BEGIN Given passage

This December, the University of Ottawa is holding some events to get children (7-10) interested in Engineering and Computer Science. I got the email and was inspired, because this is something I do.

My full CV is on my LinkedIn, but suffice to say the past 3 summers I’ve been teaching programming to kids. 2007 in St Paul (Minnesota), 2008 in St Paul and Seattle, and this past summer in Shanghai. I’ve also worked on the Java curriculum that was taught across the US (and that I taught in Shanghai). I’ve done this rather than take better paid jobs, or internships, and I’m not 100% sure why. But here’s why I think I do it…

Programming is seen as boring, 1’s and 0’s. It’s not as exciting as making a website, or a video game. But – talented programmers are how the applications we use to make websites and video games are made in the first place. When we use an application, we’re limited by what the application designer thought we would want. But when we code, we’re limited by the speed of our computer, the size of the memory… and our own imagination. Bear in mind, the first two limitations get less limiting by the 18 months (says Moore’s law).

END Given passage
BEGIN Dataset extract

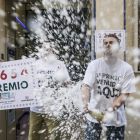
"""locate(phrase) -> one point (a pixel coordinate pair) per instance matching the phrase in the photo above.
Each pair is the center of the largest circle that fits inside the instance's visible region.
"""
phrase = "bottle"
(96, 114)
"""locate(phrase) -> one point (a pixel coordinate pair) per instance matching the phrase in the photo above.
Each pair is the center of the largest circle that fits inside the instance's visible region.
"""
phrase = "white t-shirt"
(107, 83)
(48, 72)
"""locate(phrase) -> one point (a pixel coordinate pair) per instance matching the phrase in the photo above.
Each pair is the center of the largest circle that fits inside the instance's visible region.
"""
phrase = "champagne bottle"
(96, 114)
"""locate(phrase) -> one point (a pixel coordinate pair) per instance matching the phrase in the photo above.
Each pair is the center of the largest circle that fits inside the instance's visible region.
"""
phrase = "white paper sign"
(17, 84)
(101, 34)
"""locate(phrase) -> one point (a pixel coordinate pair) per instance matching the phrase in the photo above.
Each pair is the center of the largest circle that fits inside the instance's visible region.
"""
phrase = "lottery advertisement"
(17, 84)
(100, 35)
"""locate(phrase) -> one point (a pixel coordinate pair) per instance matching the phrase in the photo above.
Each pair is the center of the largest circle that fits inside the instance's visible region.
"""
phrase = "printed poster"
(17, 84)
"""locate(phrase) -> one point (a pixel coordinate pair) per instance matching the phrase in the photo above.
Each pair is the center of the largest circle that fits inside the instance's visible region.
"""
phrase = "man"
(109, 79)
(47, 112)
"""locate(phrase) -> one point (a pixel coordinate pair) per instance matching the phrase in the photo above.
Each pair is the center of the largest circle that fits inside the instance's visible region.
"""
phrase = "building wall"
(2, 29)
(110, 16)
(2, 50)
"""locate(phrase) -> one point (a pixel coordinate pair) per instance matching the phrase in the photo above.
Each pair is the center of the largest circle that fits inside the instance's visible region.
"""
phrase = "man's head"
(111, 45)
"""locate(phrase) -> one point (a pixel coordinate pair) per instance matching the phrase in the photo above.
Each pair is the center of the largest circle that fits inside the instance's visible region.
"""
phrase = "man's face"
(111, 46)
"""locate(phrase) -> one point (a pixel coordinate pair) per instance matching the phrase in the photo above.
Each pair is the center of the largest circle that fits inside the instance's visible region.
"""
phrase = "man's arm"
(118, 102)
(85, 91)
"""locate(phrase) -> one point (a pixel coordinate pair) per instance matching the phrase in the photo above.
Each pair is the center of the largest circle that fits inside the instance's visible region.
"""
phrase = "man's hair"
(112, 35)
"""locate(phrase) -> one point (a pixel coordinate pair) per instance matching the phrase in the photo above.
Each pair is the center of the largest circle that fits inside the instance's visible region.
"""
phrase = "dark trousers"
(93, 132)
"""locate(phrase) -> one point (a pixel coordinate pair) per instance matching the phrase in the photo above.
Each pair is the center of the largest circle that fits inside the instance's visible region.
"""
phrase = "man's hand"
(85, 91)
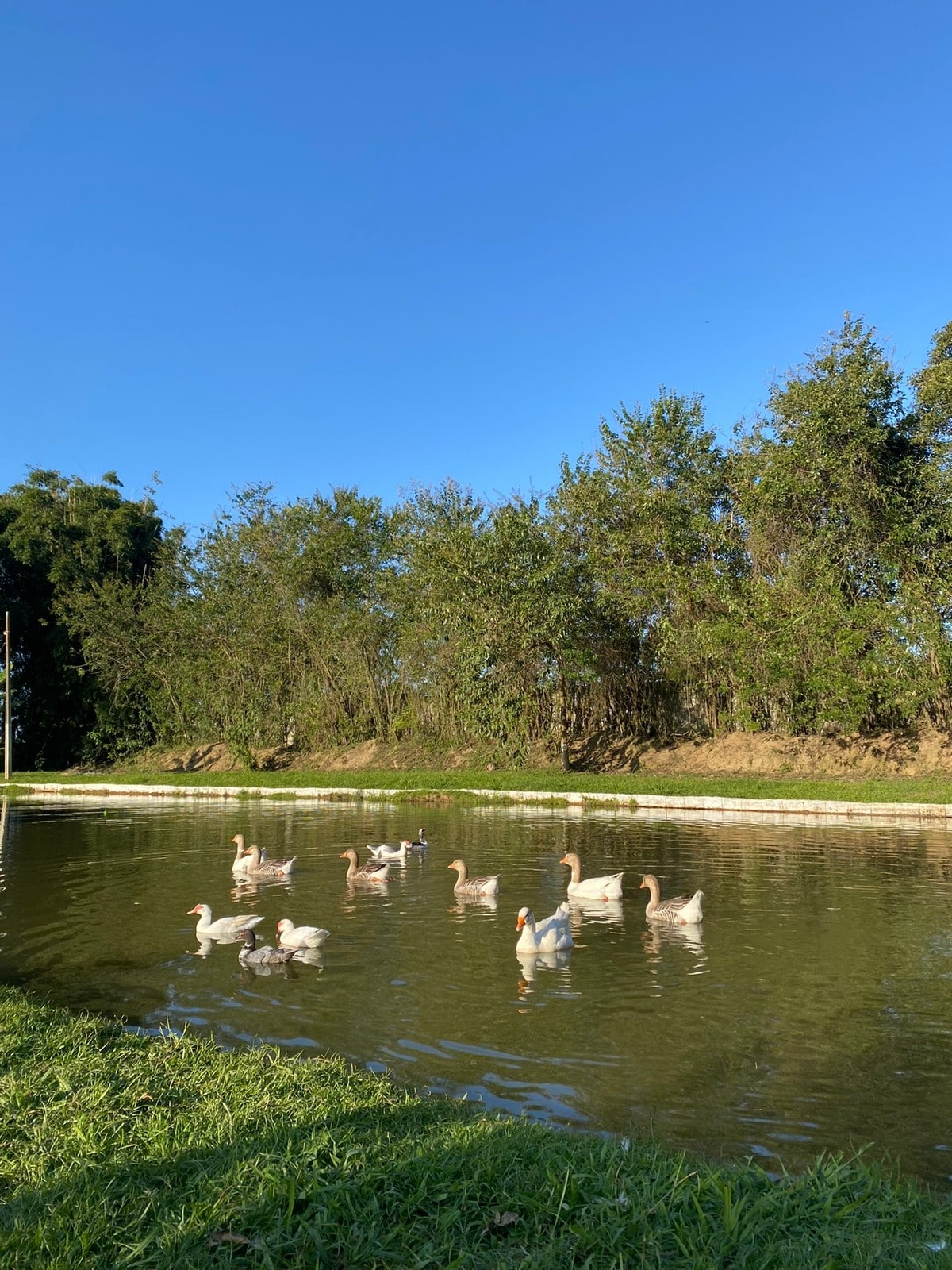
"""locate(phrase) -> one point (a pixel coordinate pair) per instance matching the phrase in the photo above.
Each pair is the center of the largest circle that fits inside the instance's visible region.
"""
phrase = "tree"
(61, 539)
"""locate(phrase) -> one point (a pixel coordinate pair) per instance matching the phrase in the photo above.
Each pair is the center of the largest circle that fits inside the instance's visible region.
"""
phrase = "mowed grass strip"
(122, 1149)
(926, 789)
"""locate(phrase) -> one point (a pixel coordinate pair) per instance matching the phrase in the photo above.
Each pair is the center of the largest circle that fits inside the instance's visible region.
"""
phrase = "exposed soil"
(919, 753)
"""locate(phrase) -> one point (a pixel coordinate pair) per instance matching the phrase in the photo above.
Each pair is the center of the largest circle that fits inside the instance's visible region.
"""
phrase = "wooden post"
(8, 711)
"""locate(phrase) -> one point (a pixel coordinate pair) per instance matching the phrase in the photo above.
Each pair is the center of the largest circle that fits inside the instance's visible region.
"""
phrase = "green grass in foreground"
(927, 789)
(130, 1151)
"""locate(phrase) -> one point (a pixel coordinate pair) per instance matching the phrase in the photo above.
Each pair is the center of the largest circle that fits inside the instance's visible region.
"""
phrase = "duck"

END Dataset extract

Written task 1: In the passage on teaching programming to kids, what age range are the University of Ottawa's December events aimed at?
Written task 2: Extract from the passage on teaching programming to kids the section that begins at "Programming is seen" and stops after "(says Moore’s law).".
The items come from a different source than the passage on teaching programming to kids.

Full response 1: Children aged 7 to 10.

Full response 2:
Programming is seen as boring, 1’s and 0’s. It’s not as exciting as making a website, or a video game. But – talented programmers are how the applications we use to make websites and video games are made in the first place. When we use an application, we’re limited by what the application designer thought we would want. But when we code, we’re limited by the speed of our computer, the size of the memory… and our own imagination. Bear in mind, the first two limitations get less limiting by the 18 months (says Moore’s law).